• EXERCISE DIRECTIONS:
The records below hold a stretch from the line with "Indicate every instance of the leaf" through the line with "Indicate every instance of the small white"; return exactly those lines, ends included, and nothing more.

• RECORDS TO USE:
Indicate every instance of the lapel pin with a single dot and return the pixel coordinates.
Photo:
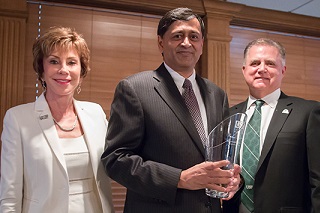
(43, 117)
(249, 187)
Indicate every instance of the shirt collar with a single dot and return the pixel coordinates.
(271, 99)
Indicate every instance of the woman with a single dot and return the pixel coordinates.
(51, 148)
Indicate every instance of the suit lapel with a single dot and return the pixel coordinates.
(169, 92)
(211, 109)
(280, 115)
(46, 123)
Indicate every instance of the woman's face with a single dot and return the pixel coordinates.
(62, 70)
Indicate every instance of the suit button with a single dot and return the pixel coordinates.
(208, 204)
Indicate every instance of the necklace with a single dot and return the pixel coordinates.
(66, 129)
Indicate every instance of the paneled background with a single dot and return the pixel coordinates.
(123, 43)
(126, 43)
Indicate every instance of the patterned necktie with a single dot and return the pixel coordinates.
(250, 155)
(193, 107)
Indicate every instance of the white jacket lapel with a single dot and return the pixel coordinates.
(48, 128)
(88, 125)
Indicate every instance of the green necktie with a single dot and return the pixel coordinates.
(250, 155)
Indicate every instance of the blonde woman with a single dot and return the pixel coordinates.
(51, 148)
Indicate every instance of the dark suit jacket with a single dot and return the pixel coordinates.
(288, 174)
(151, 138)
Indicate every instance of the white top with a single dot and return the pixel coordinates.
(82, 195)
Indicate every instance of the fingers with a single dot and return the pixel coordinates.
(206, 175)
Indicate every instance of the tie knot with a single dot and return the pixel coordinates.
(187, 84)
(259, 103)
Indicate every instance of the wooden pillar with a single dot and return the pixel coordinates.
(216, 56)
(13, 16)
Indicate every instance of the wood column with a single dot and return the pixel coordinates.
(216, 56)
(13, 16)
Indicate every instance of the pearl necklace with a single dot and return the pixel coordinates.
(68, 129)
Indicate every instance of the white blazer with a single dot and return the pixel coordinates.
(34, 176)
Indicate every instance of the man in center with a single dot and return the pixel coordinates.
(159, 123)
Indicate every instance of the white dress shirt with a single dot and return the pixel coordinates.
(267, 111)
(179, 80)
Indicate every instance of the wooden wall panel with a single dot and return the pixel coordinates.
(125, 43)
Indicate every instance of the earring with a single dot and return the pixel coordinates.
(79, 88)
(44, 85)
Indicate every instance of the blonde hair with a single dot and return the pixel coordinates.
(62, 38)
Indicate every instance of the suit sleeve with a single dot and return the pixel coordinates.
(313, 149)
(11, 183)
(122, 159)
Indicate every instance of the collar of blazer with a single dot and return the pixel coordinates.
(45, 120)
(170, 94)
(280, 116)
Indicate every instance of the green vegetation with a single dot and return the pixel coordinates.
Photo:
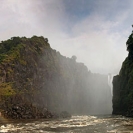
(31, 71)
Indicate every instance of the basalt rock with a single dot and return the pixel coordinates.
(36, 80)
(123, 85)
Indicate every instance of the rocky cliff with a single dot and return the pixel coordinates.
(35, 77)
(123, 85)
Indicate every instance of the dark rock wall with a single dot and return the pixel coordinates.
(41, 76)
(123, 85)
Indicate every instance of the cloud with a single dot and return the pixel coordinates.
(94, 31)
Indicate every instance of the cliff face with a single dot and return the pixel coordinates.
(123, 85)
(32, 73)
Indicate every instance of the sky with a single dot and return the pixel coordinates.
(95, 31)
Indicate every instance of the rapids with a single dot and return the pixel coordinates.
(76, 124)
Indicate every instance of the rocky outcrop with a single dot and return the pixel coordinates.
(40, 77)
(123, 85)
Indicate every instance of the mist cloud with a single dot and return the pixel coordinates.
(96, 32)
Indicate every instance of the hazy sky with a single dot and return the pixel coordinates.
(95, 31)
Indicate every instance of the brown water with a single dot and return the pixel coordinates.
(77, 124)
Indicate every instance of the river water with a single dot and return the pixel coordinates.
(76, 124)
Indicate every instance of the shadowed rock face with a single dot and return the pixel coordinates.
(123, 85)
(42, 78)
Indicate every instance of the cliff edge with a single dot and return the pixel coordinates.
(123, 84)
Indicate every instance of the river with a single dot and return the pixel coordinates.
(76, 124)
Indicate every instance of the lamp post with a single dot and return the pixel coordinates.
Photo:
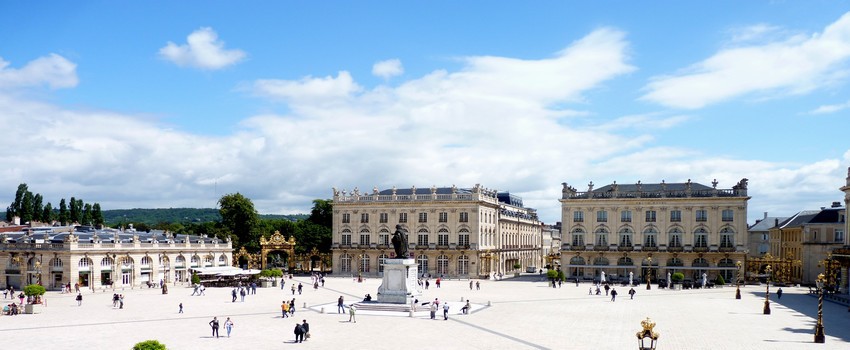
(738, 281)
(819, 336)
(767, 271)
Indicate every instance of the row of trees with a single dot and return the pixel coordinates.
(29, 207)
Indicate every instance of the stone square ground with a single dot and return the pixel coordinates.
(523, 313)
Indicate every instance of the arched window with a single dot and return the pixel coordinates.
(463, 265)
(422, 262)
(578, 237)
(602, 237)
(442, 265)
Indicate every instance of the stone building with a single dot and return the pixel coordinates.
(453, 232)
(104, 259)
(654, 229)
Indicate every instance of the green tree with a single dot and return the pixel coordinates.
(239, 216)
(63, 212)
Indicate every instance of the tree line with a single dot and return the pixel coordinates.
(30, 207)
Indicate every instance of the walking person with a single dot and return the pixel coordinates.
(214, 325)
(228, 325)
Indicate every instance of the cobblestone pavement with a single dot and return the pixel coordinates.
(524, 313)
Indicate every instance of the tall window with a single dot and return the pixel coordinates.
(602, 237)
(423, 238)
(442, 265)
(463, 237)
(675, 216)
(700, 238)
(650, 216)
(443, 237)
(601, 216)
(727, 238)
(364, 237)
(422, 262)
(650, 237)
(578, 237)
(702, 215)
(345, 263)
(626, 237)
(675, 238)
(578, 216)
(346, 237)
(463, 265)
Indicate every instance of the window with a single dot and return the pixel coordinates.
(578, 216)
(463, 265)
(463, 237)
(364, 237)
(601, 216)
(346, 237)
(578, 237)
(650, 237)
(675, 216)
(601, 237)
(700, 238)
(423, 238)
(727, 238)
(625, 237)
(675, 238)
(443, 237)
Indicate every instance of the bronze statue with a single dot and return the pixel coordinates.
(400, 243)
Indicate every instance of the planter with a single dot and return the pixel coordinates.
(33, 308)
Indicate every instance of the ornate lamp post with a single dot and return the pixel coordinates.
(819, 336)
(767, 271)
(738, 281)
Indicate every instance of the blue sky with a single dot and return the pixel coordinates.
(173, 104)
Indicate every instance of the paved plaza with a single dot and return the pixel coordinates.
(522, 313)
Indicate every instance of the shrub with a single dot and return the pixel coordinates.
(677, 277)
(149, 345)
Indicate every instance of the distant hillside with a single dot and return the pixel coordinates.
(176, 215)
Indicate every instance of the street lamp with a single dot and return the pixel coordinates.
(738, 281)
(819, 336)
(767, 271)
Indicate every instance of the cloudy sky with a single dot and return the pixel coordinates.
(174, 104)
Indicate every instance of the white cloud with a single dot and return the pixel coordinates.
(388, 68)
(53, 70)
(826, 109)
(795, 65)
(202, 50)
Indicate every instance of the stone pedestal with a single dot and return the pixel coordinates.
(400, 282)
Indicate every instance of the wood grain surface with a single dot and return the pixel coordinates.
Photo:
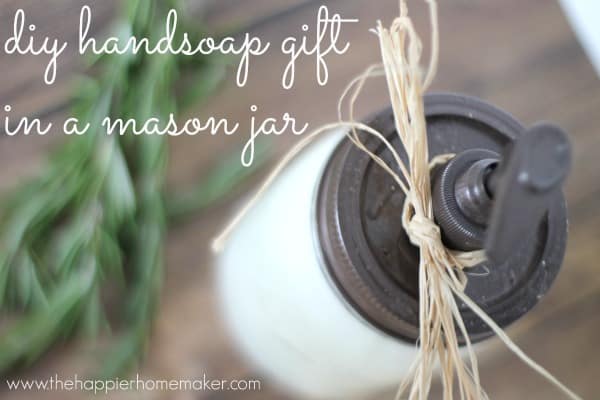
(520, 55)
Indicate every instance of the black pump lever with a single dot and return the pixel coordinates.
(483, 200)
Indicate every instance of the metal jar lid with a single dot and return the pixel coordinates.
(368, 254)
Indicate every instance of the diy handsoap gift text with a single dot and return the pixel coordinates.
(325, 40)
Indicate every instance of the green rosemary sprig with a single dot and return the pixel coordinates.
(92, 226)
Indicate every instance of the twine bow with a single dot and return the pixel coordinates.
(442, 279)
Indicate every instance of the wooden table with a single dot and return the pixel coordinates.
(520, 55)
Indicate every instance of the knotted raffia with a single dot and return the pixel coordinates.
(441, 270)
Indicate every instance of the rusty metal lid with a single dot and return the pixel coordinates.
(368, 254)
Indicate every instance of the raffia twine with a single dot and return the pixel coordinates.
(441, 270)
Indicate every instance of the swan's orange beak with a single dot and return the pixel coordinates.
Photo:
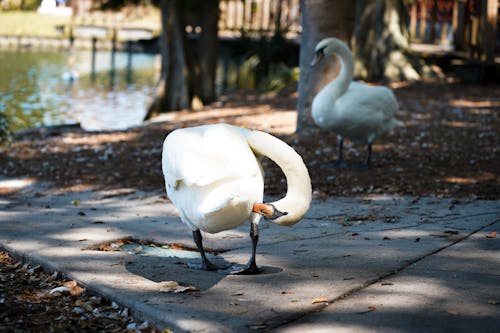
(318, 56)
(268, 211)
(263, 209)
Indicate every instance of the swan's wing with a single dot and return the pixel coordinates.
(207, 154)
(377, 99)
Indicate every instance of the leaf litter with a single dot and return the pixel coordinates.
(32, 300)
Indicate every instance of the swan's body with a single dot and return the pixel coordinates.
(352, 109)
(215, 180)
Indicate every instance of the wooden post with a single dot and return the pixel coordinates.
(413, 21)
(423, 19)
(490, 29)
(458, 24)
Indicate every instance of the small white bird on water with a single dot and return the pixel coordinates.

...

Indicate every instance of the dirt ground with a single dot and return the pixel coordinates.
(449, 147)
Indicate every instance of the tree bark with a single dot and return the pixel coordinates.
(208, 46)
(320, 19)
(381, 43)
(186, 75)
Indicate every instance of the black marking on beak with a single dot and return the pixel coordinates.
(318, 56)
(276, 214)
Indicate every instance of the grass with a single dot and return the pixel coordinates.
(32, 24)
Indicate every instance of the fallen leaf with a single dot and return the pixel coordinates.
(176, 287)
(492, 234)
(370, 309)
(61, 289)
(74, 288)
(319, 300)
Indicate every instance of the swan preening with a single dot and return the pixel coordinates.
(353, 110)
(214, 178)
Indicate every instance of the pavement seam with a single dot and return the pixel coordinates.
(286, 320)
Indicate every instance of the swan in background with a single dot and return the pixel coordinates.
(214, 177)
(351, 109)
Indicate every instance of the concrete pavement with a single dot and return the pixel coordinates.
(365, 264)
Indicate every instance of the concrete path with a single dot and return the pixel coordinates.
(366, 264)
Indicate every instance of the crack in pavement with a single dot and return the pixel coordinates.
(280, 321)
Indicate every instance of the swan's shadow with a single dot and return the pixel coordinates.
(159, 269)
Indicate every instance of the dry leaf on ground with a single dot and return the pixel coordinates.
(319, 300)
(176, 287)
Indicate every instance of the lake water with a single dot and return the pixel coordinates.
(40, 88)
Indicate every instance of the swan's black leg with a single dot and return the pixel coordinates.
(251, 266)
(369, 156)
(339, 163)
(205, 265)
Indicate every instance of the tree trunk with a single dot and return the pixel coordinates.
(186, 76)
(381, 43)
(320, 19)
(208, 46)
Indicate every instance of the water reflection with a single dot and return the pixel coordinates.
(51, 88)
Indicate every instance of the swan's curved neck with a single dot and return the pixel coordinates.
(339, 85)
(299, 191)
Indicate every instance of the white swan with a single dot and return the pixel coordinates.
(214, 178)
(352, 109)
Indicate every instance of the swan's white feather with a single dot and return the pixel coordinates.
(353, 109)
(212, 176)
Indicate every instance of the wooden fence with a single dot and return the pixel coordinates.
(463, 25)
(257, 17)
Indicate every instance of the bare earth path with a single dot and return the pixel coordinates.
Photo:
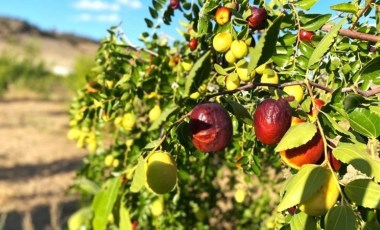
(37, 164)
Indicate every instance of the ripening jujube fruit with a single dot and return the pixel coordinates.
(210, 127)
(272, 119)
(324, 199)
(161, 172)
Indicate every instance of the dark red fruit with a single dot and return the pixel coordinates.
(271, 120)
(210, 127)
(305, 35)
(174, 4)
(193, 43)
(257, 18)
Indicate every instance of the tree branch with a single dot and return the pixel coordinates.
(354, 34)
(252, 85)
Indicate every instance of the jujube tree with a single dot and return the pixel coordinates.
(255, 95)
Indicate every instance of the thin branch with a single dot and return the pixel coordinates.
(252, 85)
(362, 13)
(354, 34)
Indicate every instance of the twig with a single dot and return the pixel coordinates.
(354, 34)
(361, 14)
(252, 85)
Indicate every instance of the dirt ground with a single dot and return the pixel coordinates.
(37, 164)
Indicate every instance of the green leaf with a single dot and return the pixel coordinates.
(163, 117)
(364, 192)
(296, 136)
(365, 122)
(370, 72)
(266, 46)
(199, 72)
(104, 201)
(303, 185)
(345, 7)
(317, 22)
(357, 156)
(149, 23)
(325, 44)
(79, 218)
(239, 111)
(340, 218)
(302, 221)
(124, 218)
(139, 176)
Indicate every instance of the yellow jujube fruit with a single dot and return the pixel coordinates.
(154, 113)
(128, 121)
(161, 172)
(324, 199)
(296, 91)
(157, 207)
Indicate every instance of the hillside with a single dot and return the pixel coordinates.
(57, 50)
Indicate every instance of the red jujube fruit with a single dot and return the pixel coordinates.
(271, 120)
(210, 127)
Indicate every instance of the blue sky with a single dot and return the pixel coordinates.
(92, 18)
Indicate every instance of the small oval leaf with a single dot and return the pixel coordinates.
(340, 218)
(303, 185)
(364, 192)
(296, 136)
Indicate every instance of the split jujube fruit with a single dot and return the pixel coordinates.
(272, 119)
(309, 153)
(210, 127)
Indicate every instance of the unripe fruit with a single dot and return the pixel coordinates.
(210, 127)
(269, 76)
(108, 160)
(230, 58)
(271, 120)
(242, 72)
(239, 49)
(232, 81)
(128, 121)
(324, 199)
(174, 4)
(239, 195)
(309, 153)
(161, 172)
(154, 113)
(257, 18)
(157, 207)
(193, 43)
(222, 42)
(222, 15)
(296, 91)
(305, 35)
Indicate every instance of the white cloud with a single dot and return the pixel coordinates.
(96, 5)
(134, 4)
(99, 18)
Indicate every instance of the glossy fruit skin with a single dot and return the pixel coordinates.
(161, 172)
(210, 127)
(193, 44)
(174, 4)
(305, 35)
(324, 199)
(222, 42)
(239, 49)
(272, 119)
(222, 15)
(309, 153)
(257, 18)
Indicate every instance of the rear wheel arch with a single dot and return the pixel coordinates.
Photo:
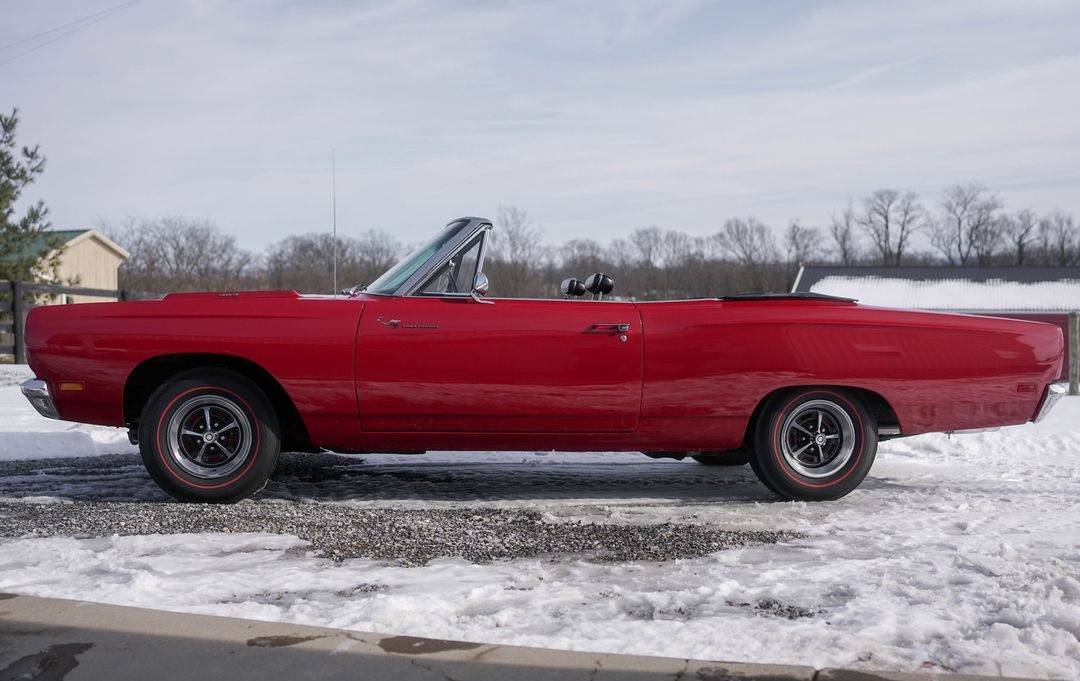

--

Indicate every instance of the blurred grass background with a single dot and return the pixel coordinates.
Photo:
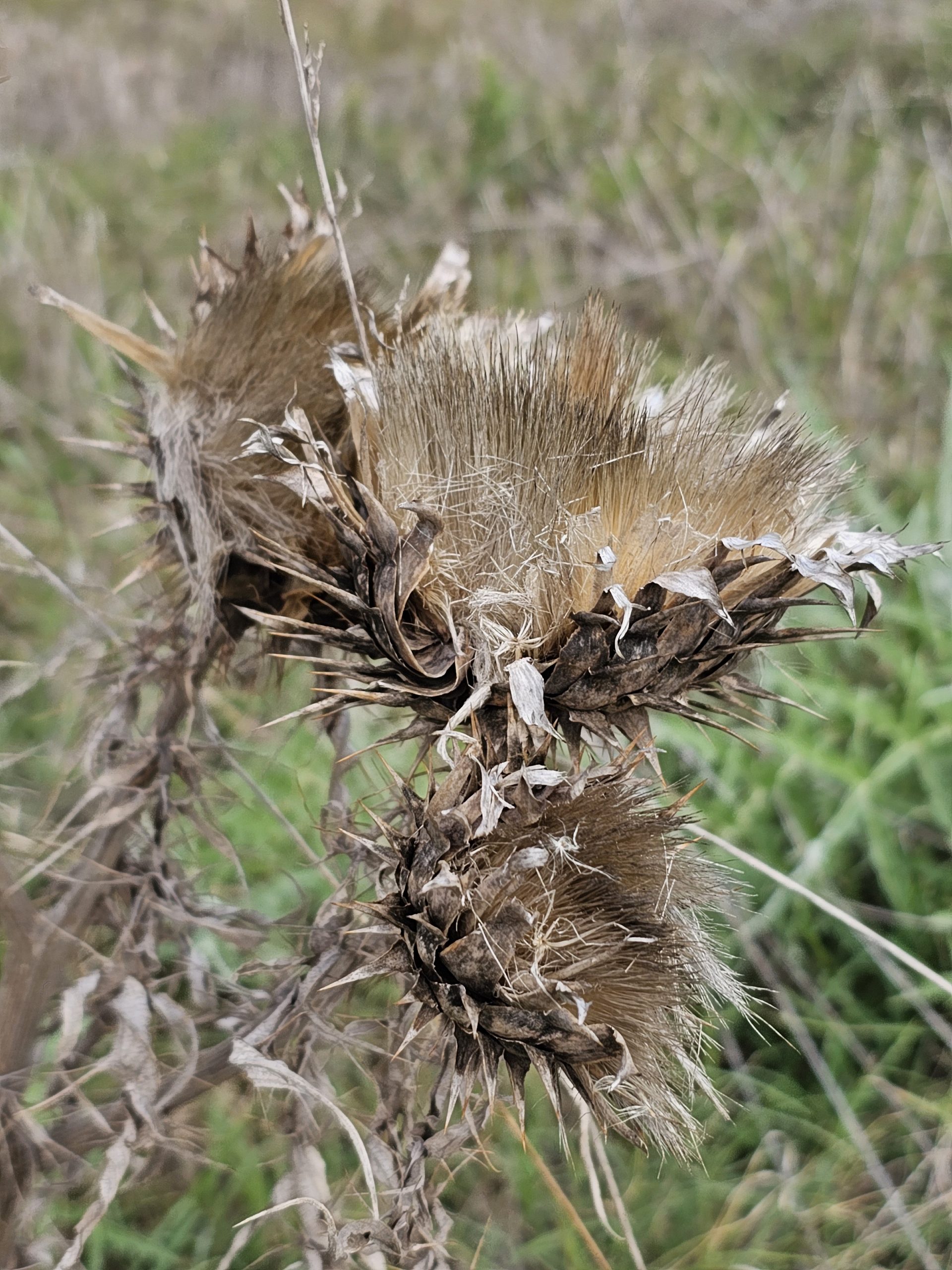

• ANSWER BOX:
Indicate every instance of the leaf litter with a single dot and return the pixel coordinates.
(32, 300)
Indicate every instance of the swan's body with a single dot and return the pixel coordinates.
(352, 109)
(215, 180)
Indicate every instance of the wooden post with a single dot and return the pixel coordinates.
(413, 21)
(423, 19)
(490, 29)
(458, 24)
Indicate every instance of the small white bird on water with a single dot and return the pixel coordinates.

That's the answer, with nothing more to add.